Go through the entries below, tally each line with the string "shrub", and give the final number by itself.

= = = = =

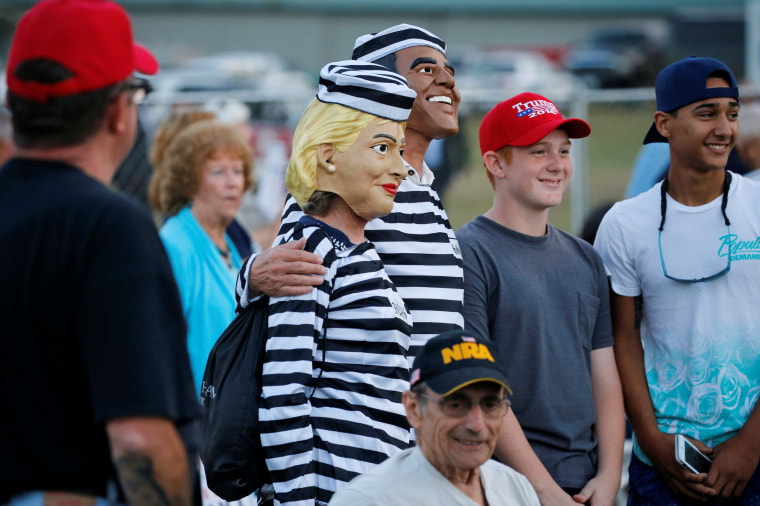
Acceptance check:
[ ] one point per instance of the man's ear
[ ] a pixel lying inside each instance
(662, 121)
(494, 164)
(117, 114)
(413, 406)
(325, 154)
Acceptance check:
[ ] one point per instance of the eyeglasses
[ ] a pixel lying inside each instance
(663, 207)
(140, 88)
(460, 405)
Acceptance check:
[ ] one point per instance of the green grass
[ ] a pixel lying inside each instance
(617, 130)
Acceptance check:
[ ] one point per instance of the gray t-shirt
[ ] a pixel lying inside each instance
(545, 302)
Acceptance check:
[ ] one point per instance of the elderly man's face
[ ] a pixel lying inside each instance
(455, 445)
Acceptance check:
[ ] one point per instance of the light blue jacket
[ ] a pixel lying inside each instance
(206, 284)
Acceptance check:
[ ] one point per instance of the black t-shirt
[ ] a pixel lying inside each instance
(92, 327)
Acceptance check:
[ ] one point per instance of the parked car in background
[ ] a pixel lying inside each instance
(486, 77)
(617, 57)
(261, 80)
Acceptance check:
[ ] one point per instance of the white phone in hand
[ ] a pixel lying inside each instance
(690, 457)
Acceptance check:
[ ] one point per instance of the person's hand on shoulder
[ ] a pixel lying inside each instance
(285, 270)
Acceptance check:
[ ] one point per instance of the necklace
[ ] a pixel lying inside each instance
(227, 255)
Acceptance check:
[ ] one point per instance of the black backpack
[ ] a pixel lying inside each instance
(230, 396)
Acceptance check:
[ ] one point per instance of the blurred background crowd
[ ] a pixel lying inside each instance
(596, 59)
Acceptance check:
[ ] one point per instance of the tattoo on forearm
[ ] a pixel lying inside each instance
(139, 481)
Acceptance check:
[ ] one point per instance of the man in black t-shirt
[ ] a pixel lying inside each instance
(95, 381)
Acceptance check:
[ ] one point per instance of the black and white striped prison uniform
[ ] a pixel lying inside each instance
(420, 253)
(316, 443)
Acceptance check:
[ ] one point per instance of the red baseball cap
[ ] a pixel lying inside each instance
(524, 120)
(91, 38)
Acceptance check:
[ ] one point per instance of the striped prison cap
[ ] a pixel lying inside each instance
(373, 46)
(366, 87)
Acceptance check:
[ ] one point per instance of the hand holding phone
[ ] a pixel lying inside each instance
(690, 457)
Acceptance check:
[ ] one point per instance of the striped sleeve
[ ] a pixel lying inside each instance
(295, 324)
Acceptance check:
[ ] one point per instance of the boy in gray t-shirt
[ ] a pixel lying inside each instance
(542, 296)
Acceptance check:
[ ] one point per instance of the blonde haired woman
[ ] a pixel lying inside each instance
(205, 171)
(336, 363)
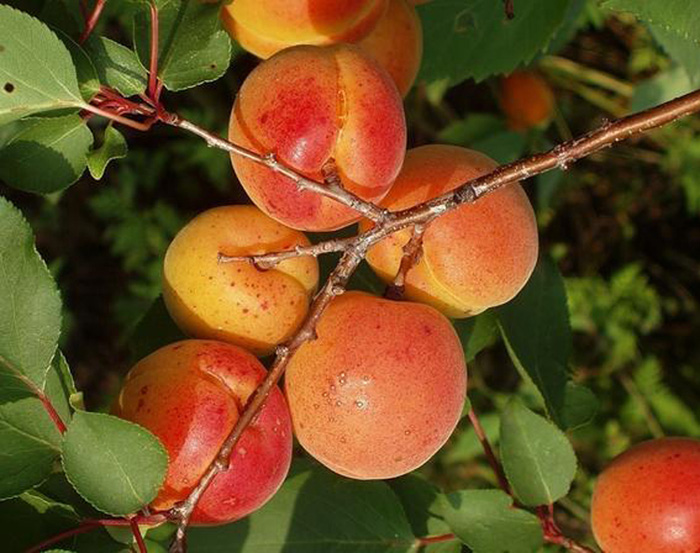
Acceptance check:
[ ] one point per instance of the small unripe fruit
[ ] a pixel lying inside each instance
(236, 302)
(648, 499)
(397, 43)
(380, 390)
(190, 395)
(478, 256)
(527, 100)
(318, 108)
(264, 27)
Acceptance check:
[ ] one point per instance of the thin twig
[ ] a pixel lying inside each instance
(334, 286)
(270, 260)
(92, 20)
(412, 252)
(330, 190)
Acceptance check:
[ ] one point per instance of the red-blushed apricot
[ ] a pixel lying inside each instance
(190, 395)
(264, 27)
(648, 499)
(475, 257)
(527, 100)
(311, 106)
(235, 302)
(397, 43)
(380, 390)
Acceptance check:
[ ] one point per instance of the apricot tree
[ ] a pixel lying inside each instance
(200, 433)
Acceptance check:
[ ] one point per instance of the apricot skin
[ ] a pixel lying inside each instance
(478, 256)
(235, 302)
(311, 106)
(264, 27)
(380, 390)
(527, 100)
(648, 499)
(190, 395)
(397, 44)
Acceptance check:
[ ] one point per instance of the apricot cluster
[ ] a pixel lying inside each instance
(361, 396)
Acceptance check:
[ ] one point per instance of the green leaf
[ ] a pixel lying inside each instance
(486, 521)
(193, 47)
(679, 16)
(85, 70)
(113, 147)
(458, 34)
(36, 69)
(46, 155)
(535, 327)
(425, 508)
(316, 511)
(467, 446)
(476, 333)
(115, 465)
(117, 66)
(537, 457)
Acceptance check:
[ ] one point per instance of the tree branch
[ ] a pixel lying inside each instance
(330, 189)
(560, 157)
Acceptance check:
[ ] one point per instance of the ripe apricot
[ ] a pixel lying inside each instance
(235, 302)
(648, 499)
(527, 100)
(264, 27)
(314, 107)
(380, 390)
(190, 395)
(475, 257)
(397, 43)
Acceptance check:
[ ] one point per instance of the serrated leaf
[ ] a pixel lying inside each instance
(486, 521)
(679, 16)
(458, 33)
(316, 511)
(535, 327)
(113, 147)
(193, 47)
(117, 66)
(115, 465)
(537, 457)
(476, 333)
(425, 508)
(46, 155)
(36, 69)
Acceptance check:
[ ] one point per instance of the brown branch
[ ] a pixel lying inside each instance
(92, 20)
(334, 286)
(412, 252)
(330, 190)
(560, 157)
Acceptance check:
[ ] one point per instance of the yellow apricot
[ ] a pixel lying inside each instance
(264, 27)
(478, 256)
(236, 302)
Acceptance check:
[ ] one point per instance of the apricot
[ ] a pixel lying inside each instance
(190, 395)
(475, 257)
(527, 100)
(380, 390)
(648, 499)
(397, 43)
(264, 27)
(235, 302)
(316, 107)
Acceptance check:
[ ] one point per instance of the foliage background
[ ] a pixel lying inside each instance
(623, 226)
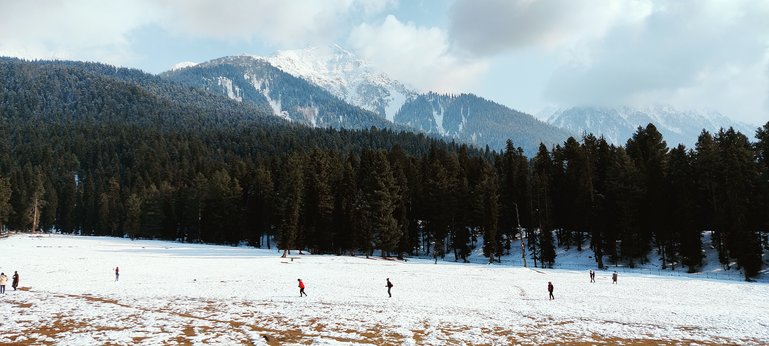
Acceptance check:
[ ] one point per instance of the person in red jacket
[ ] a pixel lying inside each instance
(301, 288)
(550, 289)
(15, 280)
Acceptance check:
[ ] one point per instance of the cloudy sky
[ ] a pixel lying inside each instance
(526, 54)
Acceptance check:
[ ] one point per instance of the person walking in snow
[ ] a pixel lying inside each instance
(15, 282)
(3, 281)
(550, 289)
(301, 288)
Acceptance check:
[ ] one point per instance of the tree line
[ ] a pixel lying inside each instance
(92, 150)
(622, 203)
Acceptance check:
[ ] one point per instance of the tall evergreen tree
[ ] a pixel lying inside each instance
(289, 202)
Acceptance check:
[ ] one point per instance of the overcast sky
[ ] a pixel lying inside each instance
(526, 54)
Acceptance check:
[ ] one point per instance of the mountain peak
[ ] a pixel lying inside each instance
(346, 76)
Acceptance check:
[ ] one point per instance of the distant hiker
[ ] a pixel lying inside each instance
(3, 281)
(301, 288)
(15, 282)
(550, 289)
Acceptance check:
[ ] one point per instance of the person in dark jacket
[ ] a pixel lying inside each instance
(3, 280)
(15, 281)
(550, 289)
(301, 288)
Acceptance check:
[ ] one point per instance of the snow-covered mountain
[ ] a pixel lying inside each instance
(617, 124)
(346, 76)
(254, 80)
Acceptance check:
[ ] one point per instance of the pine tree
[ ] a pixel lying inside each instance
(487, 206)
(5, 205)
(681, 207)
(648, 151)
(289, 202)
(740, 176)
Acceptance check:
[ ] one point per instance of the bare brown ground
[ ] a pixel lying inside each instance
(205, 324)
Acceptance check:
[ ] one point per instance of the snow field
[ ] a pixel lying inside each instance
(189, 293)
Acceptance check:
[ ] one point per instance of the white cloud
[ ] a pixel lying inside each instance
(691, 54)
(419, 56)
(78, 29)
(281, 23)
(494, 26)
(96, 30)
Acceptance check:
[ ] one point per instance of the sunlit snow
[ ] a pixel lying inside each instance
(170, 293)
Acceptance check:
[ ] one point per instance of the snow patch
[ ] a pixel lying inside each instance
(233, 92)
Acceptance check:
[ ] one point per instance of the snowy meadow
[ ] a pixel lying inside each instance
(189, 293)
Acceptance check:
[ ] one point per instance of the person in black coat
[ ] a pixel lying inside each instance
(550, 289)
(15, 281)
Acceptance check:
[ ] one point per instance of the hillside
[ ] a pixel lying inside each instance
(618, 124)
(254, 81)
(472, 119)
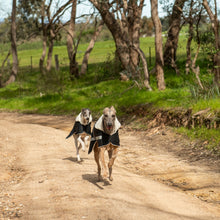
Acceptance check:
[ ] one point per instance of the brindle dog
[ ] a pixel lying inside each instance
(109, 121)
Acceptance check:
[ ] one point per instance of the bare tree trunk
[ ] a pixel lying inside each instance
(49, 55)
(125, 29)
(14, 71)
(44, 27)
(2, 69)
(89, 48)
(158, 45)
(173, 33)
(74, 71)
(215, 26)
(41, 63)
(188, 46)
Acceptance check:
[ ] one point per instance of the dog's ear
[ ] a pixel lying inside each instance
(113, 109)
(105, 110)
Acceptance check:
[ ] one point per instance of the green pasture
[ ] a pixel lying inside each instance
(56, 94)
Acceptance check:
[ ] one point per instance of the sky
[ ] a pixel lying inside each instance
(6, 5)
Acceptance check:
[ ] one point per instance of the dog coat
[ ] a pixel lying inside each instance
(79, 127)
(101, 137)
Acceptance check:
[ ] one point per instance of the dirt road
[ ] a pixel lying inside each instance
(155, 176)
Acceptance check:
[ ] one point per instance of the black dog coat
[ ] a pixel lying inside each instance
(80, 128)
(101, 137)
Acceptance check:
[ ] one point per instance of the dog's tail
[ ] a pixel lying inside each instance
(71, 133)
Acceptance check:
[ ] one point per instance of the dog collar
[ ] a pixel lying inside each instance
(99, 125)
(79, 119)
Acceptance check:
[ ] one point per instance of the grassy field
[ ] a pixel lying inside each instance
(101, 87)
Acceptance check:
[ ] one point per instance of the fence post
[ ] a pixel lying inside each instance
(57, 62)
(31, 64)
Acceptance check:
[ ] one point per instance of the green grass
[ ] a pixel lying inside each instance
(209, 138)
(101, 87)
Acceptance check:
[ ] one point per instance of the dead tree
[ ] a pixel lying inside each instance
(215, 26)
(51, 29)
(90, 47)
(173, 34)
(158, 45)
(123, 19)
(74, 71)
(14, 71)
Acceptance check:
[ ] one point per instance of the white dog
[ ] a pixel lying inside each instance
(81, 130)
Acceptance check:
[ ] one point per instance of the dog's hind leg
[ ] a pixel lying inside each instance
(81, 142)
(86, 140)
(102, 158)
(96, 155)
(112, 156)
(77, 149)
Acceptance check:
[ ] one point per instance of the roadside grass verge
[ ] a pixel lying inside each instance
(101, 87)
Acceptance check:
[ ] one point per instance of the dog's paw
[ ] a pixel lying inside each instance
(78, 158)
(111, 178)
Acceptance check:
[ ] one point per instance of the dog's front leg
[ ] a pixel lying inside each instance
(86, 140)
(96, 155)
(77, 149)
(112, 156)
(102, 158)
(81, 142)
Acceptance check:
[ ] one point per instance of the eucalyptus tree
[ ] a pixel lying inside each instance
(213, 15)
(173, 33)
(14, 71)
(158, 45)
(123, 19)
(51, 25)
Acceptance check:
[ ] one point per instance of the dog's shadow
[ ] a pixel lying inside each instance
(74, 159)
(93, 178)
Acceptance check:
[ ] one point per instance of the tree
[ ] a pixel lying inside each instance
(90, 47)
(74, 71)
(215, 26)
(51, 25)
(123, 19)
(173, 33)
(14, 71)
(158, 45)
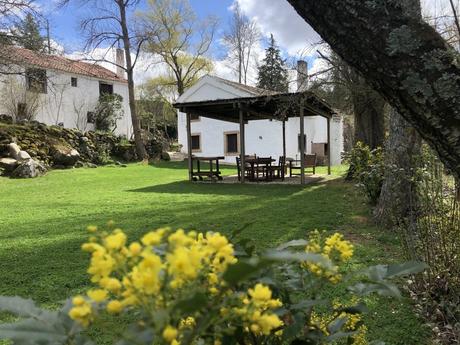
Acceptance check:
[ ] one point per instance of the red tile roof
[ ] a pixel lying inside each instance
(25, 57)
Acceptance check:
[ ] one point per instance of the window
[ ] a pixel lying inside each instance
(231, 143)
(304, 142)
(105, 89)
(196, 142)
(36, 80)
(90, 117)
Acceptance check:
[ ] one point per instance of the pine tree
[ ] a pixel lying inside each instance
(27, 34)
(273, 74)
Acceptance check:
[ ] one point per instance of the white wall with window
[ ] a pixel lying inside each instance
(263, 137)
(64, 99)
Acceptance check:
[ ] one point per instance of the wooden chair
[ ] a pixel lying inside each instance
(277, 171)
(247, 170)
(310, 162)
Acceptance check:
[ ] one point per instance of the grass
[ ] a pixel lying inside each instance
(42, 224)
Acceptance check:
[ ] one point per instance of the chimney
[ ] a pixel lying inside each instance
(120, 61)
(302, 75)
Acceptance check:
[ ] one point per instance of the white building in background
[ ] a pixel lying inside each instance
(61, 91)
(263, 137)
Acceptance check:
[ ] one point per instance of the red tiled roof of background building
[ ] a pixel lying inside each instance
(25, 57)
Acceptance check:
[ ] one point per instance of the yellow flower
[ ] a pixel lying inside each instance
(114, 307)
(135, 248)
(260, 293)
(116, 240)
(78, 300)
(169, 333)
(97, 295)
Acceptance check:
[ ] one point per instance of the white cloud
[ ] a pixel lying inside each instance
(278, 17)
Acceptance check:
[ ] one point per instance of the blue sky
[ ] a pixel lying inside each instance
(64, 21)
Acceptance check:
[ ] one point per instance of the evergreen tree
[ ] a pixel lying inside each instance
(273, 74)
(27, 34)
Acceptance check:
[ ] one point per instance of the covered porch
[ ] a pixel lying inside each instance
(273, 107)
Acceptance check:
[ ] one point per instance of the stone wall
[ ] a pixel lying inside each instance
(57, 147)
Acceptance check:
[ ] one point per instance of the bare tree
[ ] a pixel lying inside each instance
(108, 26)
(20, 103)
(180, 39)
(403, 58)
(240, 39)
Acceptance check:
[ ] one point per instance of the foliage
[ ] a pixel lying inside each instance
(367, 168)
(186, 287)
(108, 110)
(180, 39)
(435, 238)
(27, 34)
(273, 73)
(240, 39)
(145, 197)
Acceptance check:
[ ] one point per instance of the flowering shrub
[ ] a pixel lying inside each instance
(180, 287)
(367, 168)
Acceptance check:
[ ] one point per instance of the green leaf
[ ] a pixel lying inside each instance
(337, 324)
(19, 306)
(293, 243)
(410, 267)
(31, 331)
(288, 256)
(243, 270)
(191, 305)
(306, 304)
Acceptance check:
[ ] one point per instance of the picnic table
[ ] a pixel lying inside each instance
(257, 165)
(213, 172)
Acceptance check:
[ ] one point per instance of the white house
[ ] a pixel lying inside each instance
(59, 91)
(211, 137)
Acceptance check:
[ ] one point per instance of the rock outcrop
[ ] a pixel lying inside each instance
(57, 147)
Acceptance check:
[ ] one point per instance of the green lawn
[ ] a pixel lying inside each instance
(43, 221)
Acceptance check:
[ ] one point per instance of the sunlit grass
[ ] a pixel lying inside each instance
(43, 221)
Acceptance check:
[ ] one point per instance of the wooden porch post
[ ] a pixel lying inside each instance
(328, 146)
(284, 137)
(242, 145)
(189, 147)
(302, 144)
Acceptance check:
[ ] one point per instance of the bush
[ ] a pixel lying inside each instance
(367, 168)
(435, 238)
(108, 110)
(187, 287)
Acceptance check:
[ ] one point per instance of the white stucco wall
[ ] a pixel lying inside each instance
(263, 137)
(66, 104)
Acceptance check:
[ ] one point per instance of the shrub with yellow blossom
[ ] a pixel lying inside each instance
(179, 287)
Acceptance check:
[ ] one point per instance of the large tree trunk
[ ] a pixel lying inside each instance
(368, 108)
(403, 58)
(140, 147)
(398, 199)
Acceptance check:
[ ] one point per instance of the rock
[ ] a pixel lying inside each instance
(64, 157)
(14, 150)
(165, 156)
(23, 155)
(8, 164)
(29, 169)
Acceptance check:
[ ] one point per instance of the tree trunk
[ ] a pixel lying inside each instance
(398, 199)
(368, 108)
(140, 147)
(403, 58)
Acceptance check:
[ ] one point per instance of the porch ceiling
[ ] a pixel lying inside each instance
(277, 107)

= = = = =

#### [EXERCISE RESULT]
2